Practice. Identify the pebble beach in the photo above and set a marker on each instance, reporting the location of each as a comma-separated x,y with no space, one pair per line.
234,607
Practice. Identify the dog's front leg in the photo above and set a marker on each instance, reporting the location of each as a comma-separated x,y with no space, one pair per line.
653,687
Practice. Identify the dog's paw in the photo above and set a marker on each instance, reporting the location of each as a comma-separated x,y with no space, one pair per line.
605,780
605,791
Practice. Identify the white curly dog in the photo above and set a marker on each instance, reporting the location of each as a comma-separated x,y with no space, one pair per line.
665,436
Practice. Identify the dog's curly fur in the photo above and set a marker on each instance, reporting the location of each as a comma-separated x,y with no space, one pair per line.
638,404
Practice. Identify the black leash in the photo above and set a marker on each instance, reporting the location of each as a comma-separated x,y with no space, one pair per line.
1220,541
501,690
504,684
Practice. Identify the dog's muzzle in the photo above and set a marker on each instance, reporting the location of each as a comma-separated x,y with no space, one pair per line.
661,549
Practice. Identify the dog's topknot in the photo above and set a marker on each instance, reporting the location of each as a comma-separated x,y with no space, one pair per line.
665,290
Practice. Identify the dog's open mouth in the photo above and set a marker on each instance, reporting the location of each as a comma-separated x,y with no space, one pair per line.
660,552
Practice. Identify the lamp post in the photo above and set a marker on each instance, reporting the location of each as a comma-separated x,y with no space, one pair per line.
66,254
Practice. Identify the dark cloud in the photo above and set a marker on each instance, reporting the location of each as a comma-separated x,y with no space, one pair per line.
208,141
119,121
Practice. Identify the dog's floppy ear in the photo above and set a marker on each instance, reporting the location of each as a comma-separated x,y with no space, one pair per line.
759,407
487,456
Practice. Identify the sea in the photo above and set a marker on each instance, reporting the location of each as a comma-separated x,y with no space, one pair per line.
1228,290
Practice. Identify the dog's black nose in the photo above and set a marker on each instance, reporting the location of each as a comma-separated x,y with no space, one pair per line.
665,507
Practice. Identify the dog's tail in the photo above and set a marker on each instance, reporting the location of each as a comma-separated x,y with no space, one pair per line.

_ _ _ _

Reproduce all of the records above, swapping "set a marker" for "place a point" wherever it occurs and leaving everything else unchanged.

Practice. Identify the pebble beach in the photo above and place a point on each instance, reporting the location of each as a comma-separated x,y with no space, one pair per line.
234,607
Practice. Identify the dog's front leg in the photo above and place a point on each instance, reporting the location of each as a comma-separated x,y with no space, one pair per line.
653,687
Practice. Identify the dog's paw in the photo above and place a point on each instance, reporting the location of each as a comma-separated x,y with no space, one pair per line.
605,780
605,791
Practice. Identify the white curly dog in the photo above and place a point on each instance, reporting the location of each as a comma-separated x,y with no space, one pair per line.
665,436
Practice. Identify the dog's curly fur in the photo above and place a point on each instance, reporting the location of each as a comma-separated x,y with no space, one pair per line.
638,404
Practice. Identify the black leash in the photo above and place a point on each instance, reporting the location of each as a comma-separated x,y with no space, one pair per line.
1220,541
501,690
504,684
Practice. Identify the dog's muzzle in the photo above and place a point on each instance, reporting the location of each as a comma-separated x,y with no space, one pair per line.
661,549
Practice. Identify the dog's topknot in the photo above and place a point on each instance, reporting the location of each as a comma-separated x,y with no space, one pair per line.
665,290
Practice. Identify the dog's open mouth in the photo above and place a point on each instance, reporting the location of each as a comma-separated x,y with no space, one pair per line.
660,552
Practice. Identify the lamp post in the photo above and place a point on each instance, reporting the location of each as a comma-separated x,y with no space, one pair per line.
66,254
Practice. Identify the dark cloud in the photo above and place a point on each instance, reporting the location of each as a comma-separated x,y with no space, one pair per line.
208,141
119,121
Practice. Identify the dog's floppy ear in the photo above and place a point on each instance, reporting the location of each as a comma-separated x,y with no space, one pair per line.
759,407
487,456
Practice. Identify the sea in the photo above and place a point on each instance, reporting the location of each as a comma-separated x,y with no space, one pair per line.
1228,290
Practice. Identify the dog's black nose in the photo above and place a point on each instance, reporting the location of each as a comma-separated x,y with no space, one pair per line.
665,507
Practice. Identify the dog's tail in the photo above and place a point on each instance, reporting the location of each as a comma-separated x,y with no space, one pair per line.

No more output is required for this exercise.